- **Brief**: Rewrite everything from the line containing "trace wooden gym floor, every instance" down to the last line of the entries, both included, as a numbered list without blank lines.

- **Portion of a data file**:
________________________________________
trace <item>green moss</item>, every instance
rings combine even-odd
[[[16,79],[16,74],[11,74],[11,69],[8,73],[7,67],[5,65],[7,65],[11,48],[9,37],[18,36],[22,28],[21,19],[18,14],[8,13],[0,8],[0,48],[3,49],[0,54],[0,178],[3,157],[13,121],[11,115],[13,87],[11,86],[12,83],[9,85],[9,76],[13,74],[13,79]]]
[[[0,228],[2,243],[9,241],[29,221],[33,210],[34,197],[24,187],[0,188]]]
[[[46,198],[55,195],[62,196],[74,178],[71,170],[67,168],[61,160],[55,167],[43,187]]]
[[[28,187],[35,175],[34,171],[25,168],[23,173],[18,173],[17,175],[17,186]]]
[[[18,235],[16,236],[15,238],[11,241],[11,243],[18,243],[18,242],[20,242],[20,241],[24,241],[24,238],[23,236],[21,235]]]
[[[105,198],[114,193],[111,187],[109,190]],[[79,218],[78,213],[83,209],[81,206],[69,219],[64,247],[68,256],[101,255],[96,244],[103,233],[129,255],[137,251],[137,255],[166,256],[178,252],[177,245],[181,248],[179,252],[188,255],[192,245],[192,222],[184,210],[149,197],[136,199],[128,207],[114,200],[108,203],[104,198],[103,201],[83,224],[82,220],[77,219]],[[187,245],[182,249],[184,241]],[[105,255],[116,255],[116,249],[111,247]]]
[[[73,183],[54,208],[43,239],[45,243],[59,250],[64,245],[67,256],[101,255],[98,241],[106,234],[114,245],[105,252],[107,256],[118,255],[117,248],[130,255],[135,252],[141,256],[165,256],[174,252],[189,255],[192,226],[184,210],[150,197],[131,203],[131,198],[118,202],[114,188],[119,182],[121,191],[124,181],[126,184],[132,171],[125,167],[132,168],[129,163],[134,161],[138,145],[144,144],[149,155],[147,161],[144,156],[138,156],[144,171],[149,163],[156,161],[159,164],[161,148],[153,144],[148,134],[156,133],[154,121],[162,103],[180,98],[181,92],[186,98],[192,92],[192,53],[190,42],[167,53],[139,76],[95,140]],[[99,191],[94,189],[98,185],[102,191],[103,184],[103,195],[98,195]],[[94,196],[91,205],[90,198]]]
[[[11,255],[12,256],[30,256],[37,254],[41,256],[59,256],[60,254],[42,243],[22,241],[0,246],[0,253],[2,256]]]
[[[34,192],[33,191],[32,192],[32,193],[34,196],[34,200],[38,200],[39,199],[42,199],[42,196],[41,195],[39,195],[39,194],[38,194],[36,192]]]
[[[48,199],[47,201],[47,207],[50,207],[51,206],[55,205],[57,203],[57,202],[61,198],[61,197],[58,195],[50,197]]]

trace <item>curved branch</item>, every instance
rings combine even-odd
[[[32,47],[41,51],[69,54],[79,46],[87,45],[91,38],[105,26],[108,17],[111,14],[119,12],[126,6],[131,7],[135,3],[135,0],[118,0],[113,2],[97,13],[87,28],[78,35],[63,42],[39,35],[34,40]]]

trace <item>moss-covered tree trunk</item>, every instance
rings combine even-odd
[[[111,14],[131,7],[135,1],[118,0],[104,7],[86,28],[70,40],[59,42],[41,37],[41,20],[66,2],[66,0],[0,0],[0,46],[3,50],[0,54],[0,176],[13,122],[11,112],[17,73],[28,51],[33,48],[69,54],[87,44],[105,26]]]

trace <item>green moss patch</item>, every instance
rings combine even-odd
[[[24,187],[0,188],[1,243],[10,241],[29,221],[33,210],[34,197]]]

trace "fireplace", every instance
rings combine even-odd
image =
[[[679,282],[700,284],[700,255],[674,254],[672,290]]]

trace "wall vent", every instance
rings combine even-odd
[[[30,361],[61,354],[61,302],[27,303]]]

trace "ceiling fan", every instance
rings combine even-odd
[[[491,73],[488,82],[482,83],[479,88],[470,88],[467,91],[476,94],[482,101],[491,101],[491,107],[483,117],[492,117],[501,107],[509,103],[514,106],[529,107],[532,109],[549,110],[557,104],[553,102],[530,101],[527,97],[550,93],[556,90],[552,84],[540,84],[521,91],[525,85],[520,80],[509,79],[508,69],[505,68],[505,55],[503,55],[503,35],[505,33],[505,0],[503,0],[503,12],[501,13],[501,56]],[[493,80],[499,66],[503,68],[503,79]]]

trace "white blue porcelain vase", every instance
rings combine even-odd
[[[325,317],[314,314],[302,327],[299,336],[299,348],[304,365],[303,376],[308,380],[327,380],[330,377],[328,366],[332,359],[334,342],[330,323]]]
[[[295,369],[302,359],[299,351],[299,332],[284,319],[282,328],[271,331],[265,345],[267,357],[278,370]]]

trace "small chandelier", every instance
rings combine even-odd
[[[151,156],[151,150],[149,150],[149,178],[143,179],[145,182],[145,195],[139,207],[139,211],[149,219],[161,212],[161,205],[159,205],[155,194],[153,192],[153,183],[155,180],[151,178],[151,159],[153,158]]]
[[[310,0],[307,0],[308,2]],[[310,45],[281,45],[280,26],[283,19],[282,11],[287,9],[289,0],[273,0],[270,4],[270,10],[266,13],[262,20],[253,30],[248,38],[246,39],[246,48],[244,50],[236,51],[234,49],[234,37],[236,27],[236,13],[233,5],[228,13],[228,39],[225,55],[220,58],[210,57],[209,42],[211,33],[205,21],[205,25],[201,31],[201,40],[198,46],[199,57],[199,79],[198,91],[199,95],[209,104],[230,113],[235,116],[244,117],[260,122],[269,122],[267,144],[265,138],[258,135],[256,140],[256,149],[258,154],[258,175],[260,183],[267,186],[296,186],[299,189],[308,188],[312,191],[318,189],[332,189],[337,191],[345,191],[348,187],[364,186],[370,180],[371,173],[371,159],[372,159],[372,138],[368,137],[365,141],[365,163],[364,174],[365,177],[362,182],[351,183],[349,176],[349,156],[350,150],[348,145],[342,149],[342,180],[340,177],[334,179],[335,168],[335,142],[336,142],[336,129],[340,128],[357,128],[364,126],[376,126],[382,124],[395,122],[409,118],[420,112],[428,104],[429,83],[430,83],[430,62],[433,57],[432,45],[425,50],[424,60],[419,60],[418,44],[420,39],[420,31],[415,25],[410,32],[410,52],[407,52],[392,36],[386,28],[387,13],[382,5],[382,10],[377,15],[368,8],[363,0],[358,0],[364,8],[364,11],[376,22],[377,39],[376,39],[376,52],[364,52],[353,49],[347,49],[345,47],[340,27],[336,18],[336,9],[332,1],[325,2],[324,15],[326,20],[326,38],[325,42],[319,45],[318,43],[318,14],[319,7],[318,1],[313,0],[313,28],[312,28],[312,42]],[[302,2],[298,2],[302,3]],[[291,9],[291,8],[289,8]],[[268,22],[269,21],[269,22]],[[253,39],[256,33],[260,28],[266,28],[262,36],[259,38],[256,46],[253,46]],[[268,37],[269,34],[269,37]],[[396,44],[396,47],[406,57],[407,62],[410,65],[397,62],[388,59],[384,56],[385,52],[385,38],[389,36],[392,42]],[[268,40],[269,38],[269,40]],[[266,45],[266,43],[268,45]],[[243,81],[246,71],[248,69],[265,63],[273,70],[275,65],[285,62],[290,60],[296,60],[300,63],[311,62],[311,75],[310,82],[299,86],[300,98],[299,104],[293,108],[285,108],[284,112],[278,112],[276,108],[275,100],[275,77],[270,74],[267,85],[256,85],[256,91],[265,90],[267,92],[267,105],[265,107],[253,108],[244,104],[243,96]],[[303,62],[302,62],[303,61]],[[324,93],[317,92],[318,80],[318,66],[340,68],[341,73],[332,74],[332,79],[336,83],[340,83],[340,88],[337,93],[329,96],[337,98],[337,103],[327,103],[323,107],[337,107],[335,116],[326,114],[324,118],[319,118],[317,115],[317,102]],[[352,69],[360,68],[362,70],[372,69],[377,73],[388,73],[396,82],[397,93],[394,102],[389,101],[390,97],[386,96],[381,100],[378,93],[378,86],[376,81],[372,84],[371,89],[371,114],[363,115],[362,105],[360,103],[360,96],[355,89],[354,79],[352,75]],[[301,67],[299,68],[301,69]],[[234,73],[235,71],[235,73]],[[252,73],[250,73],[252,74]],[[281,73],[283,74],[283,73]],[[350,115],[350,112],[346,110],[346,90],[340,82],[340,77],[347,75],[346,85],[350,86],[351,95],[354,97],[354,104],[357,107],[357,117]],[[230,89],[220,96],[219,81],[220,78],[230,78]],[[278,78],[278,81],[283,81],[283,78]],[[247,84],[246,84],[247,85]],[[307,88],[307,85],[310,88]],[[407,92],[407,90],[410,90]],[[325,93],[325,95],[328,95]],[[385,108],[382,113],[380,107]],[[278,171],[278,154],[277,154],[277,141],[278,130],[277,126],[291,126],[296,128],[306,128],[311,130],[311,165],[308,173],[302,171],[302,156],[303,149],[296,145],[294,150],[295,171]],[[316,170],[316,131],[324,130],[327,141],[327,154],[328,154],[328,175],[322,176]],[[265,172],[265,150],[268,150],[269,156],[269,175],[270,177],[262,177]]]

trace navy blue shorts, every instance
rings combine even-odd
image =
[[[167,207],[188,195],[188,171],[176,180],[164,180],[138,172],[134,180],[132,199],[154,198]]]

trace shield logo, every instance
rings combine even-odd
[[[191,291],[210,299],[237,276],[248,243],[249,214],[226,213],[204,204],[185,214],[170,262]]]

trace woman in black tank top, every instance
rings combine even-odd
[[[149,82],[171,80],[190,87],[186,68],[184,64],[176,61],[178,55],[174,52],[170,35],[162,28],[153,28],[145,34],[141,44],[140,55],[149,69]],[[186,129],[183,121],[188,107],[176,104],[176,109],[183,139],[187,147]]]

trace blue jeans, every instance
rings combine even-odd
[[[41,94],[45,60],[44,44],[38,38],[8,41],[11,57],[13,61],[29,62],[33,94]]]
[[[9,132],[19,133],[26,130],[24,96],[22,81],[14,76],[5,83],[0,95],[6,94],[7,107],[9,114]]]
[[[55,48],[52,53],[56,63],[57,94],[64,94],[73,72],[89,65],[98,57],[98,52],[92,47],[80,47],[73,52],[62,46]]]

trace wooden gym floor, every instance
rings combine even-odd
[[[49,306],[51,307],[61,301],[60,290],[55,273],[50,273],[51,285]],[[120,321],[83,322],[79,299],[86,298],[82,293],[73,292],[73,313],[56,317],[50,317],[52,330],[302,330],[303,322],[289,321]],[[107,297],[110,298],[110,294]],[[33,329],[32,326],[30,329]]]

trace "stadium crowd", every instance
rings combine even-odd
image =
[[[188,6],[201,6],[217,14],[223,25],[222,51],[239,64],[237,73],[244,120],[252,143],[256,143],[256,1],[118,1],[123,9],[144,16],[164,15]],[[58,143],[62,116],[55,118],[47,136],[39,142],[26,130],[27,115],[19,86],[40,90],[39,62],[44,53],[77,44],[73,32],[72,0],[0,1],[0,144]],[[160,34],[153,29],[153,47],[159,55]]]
________________________________________
- **Solution to this task**:
1. trace wooden gym floor, every instance
2. rings combine even-odd
3. [[[49,306],[51,307],[61,301],[60,290],[55,273],[50,273],[51,285]],[[120,321],[83,322],[79,299],[86,298],[82,293],[73,292],[73,313],[56,317],[50,317],[52,330],[302,330],[303,322],[289,321]],[[107,297],[110,298],[110,294]],[[33,329],[32,326],[30,329]]]
4. trace "stadium crowd", every instance
5. rings combine even-odd
6. image =
7. [[[188,6],[201,6],[217,14],[223,25],[222,51],[239,64],[237,73],[244,120],[252,143],[256,143],[256,1],[118,1],[123,9],[144,16],[164,15]],[[58,143],[62,116],[55,118],[47,136],[39,142],[26,130],[27,115],[19,86],[40,90],[39,62],[44,53],[77,44],[73,32],[72,0],[0,1],[0,144]],[[160,34],[153,29],[153,47],[159,55]]]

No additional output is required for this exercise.